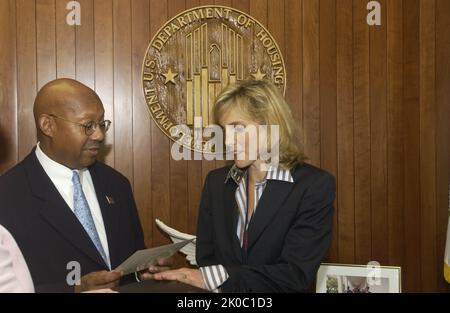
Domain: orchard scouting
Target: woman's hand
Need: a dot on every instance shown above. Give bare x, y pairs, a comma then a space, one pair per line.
184, 275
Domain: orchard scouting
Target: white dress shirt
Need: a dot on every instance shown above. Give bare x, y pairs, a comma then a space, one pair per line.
61, 176
215, 275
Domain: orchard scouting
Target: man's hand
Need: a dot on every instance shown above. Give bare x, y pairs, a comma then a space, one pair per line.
99, 280
188, 276
161, 265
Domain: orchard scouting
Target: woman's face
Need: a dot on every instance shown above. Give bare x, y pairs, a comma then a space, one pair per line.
242, 137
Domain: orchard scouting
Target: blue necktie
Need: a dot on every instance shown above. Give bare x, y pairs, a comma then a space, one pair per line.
83, 213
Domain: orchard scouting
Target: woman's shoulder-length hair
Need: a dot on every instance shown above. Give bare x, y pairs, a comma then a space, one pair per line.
262, 102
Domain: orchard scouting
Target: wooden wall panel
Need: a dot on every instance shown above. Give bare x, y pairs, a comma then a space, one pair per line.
327, 97
26, 75
395, 156
311, 105
428, 143
378, 139
345, 136
104, 68
362, 126
142, 156
160, 160
65, 43
372, 102
8, 86
411, 94
123, 109
85, 45
442, 132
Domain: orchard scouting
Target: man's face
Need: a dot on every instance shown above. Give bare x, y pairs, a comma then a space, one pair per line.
74, 148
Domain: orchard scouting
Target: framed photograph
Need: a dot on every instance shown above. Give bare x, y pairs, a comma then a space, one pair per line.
339, 278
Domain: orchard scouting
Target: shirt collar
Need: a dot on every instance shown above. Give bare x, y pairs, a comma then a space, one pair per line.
54, 169
273, 173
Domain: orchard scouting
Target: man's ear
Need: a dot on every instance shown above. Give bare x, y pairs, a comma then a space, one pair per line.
47, 125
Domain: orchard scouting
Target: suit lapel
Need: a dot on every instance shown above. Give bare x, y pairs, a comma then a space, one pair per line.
55, 210
230, 210
109, 209
271, 200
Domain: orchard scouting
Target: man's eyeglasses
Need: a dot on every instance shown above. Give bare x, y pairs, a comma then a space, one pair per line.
89, 127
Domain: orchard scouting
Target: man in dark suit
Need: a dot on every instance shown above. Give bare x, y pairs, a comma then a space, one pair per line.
62, 206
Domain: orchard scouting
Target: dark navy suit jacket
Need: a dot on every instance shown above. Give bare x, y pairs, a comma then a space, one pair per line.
289, 234
49, 234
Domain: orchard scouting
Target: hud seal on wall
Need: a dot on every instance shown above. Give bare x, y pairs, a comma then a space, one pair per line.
194, 56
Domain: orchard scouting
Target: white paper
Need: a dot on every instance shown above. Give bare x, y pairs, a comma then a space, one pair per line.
142, 259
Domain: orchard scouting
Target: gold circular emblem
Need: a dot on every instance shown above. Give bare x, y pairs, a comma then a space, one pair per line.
193, 57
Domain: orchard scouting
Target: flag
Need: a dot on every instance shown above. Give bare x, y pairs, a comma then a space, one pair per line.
447, 245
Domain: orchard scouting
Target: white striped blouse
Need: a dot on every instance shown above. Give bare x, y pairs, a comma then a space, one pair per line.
215, 275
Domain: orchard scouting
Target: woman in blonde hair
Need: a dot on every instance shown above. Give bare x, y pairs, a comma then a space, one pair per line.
264, 224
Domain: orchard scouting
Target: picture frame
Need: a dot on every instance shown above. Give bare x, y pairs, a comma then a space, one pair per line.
352, 278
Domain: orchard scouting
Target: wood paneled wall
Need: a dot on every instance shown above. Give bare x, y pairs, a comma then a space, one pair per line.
373, 103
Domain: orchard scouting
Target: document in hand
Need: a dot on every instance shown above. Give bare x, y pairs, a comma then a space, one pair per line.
145, 258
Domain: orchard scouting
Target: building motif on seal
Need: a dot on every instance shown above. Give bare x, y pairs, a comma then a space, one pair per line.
194, 56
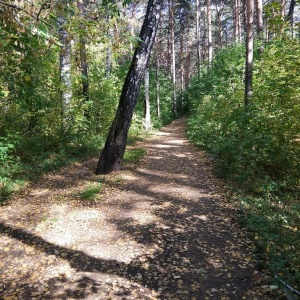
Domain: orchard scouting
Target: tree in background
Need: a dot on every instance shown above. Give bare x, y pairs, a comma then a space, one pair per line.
112, 154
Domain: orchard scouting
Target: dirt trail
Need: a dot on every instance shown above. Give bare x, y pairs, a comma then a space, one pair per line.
160, 231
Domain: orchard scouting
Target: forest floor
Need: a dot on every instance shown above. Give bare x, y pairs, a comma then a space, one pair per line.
160, 229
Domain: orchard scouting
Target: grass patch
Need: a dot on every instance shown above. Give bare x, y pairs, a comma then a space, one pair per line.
133, 156
90, 192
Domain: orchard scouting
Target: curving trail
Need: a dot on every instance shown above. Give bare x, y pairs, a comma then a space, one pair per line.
159, 230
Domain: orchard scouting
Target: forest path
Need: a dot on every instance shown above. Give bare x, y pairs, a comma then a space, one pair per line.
159, 230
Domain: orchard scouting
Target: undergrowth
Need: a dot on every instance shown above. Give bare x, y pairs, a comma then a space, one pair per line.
257, 149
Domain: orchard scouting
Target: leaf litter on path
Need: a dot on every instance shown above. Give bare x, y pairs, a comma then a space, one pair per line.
158, 230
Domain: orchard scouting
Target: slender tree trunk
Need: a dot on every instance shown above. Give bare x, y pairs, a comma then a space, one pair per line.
147, 116
219, 9
181, 55
83, 57
209, 33
173, 69
259, 17
65, 71
113, 152
249, 51
132, 23
290, 16
188, 58
198, 36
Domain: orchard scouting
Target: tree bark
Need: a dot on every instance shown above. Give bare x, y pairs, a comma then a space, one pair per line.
259, 17
65, 71
157, 87
147, 117
249, 51
209, 33
173, 67
198, 36
83, 57
290, 16
113, 152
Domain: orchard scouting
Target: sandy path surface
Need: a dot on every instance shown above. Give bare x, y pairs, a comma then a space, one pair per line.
159, 230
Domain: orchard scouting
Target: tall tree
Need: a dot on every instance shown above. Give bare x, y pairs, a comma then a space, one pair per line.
198, 36
259, 17
147, 116
113, 152
237, 20
249, 50
83, 56
209, 32
65, 68
173, 66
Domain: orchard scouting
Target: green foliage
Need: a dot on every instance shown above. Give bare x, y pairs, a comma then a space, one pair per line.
262, 141
273, 222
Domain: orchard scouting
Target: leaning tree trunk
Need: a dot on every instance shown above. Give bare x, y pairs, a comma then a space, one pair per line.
112, 154
249, 51
65, 72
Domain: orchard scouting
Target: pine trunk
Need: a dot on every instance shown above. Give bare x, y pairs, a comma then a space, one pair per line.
249, 51
147, 117
209, 33
65, 71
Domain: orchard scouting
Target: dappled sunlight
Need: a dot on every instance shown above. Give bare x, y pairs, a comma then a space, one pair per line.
163, 133
177, 141
164, 146
155, 232
162, 174
62, 224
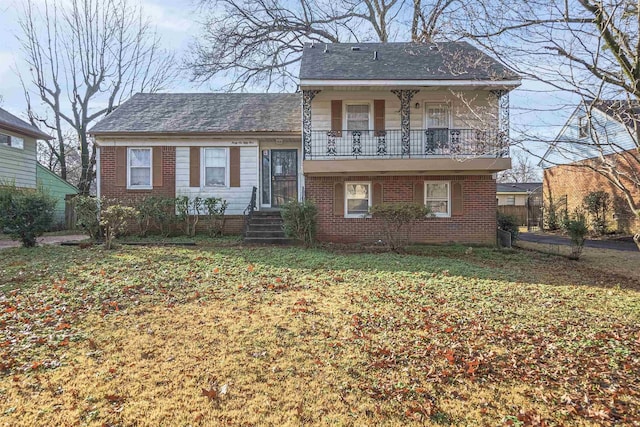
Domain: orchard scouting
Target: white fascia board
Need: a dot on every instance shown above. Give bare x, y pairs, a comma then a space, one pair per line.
396, 83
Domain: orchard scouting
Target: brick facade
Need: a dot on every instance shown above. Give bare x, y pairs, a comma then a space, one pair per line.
576, 181
477, 224
110, 189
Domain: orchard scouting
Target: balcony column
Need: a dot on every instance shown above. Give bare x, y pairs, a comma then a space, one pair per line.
405, 117
307, 97
503, 120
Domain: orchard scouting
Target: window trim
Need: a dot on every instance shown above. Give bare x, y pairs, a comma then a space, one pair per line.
203, 168
437, 104
346, 199
345, 122
439, 214
129, 157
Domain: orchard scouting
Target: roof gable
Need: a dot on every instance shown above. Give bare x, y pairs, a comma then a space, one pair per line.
14, 124
198, 113
400, 61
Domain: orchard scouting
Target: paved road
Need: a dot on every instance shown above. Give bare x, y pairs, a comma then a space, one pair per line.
549, 239
45, 240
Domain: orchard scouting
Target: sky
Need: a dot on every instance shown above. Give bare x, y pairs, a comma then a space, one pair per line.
176, 22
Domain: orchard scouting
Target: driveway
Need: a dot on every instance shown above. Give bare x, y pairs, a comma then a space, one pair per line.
45, 240
550, 239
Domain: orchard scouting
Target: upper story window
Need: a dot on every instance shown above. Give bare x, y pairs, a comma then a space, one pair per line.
583, 127
437, 197
357, 199
139, 168
11, 141
215, 167
438, 117
357, 116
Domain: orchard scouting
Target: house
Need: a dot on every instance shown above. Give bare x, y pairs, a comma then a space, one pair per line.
18, 151
372, 123
516, 194
598, 135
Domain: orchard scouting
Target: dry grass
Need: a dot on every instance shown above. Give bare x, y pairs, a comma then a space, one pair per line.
293, 337
619, 262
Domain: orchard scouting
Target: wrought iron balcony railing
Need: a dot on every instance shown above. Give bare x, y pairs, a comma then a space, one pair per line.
422, 143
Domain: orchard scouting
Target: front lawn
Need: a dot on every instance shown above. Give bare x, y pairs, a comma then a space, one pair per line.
287, 336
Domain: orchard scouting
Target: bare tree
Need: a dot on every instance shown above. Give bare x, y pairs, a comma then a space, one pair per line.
85, 57
588, 50
259, 43
523, 169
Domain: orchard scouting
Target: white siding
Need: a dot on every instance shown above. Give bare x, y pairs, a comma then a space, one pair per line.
237, 197
18, 166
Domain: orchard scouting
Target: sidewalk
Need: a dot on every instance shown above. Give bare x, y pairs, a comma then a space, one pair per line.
45, 240
550, 239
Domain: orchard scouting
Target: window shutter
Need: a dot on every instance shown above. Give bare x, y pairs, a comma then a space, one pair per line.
121, 166
456, 198
378, 116
338, 199
194, 167
157, 166
336, 117
377, 194
234, 167
418, 193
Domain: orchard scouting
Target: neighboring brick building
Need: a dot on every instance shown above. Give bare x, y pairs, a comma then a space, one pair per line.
373, 123
574, 165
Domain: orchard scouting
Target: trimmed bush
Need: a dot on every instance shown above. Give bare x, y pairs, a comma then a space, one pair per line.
509, 223
397, 218
87, 215
115, 221
301, 221
25, 214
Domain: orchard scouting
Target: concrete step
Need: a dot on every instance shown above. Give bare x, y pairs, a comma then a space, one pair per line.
267, 240
265, 227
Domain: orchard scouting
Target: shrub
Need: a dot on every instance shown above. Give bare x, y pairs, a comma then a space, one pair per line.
397, 217
115, 220
597, 205
577, 229
509, 223
155, 212
301, 221
87, 215
25, 214
215, 208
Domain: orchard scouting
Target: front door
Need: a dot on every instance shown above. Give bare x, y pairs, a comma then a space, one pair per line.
284, 177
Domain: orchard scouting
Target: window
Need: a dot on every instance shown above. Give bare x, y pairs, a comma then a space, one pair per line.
357, 116
583, 127
215, 167
437, 198
357, 199
139, 168
11, 141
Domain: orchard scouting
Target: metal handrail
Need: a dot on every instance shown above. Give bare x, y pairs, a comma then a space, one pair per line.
248, 211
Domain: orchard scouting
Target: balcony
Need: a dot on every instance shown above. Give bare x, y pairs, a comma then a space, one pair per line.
425, 150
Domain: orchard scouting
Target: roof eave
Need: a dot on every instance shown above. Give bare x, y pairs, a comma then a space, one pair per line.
507, 84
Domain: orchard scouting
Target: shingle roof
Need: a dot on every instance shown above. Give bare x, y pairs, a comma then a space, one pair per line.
400, 61
626, 112
204, 113
10, 122
520, 187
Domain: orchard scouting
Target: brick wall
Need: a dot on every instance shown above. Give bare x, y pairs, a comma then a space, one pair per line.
477, 224
110, 190
576, 181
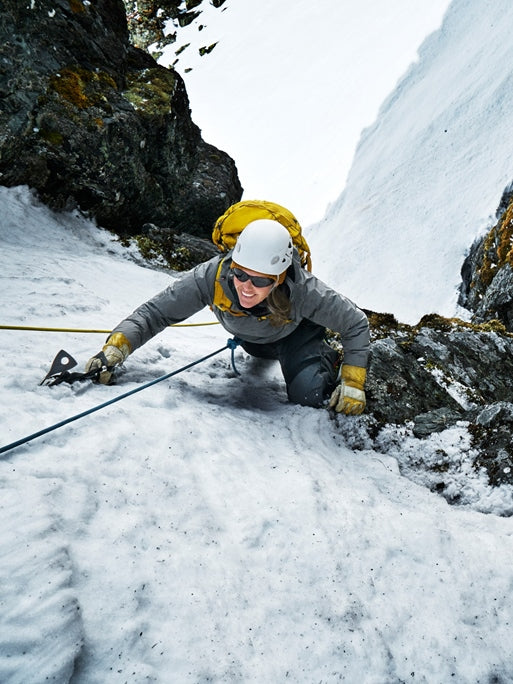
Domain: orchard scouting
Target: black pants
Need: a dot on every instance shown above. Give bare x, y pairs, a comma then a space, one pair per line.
309, 365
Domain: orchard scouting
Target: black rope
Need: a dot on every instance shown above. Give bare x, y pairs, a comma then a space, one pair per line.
231, 344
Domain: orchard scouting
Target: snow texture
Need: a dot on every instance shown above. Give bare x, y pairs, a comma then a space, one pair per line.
204, 529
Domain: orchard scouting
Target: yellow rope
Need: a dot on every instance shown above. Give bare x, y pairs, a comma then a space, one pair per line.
82, 330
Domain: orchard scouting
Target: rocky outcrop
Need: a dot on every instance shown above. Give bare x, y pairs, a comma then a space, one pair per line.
487, 273
88, 120
148, 21
438, 374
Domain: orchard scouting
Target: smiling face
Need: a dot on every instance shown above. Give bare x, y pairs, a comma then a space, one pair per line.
249, 295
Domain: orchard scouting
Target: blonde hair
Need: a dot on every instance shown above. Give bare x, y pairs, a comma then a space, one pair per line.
279, 306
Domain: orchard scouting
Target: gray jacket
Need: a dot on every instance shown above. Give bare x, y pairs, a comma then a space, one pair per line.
310, 299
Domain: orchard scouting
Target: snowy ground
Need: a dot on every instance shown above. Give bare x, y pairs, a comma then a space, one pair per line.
288, 92
205, 530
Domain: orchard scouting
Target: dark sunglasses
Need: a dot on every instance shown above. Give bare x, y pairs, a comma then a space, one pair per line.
257, 281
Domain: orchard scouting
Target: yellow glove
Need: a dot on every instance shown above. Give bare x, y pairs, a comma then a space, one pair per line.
349, 397
114, 352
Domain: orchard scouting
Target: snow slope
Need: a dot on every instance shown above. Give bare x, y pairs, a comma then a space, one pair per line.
205, 530
288, 87
428, 175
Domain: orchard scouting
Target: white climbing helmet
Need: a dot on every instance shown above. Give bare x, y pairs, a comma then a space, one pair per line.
264, 246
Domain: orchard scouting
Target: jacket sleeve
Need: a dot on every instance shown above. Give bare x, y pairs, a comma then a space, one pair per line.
322, 305
187, 295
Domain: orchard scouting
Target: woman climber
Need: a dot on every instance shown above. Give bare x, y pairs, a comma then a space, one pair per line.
260, 293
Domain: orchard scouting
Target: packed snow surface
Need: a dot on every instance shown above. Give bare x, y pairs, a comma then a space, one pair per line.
204, 529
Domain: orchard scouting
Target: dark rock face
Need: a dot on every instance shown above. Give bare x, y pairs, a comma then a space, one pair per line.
487, 273
90, 121
440, 373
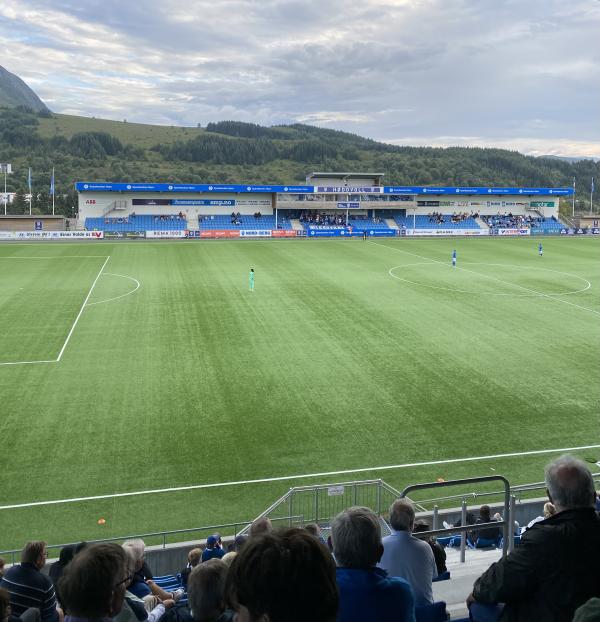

Written task: Count the lines in the listing that contain the string "surface", treating case as significant, and give only the number.

Solution to this task: 2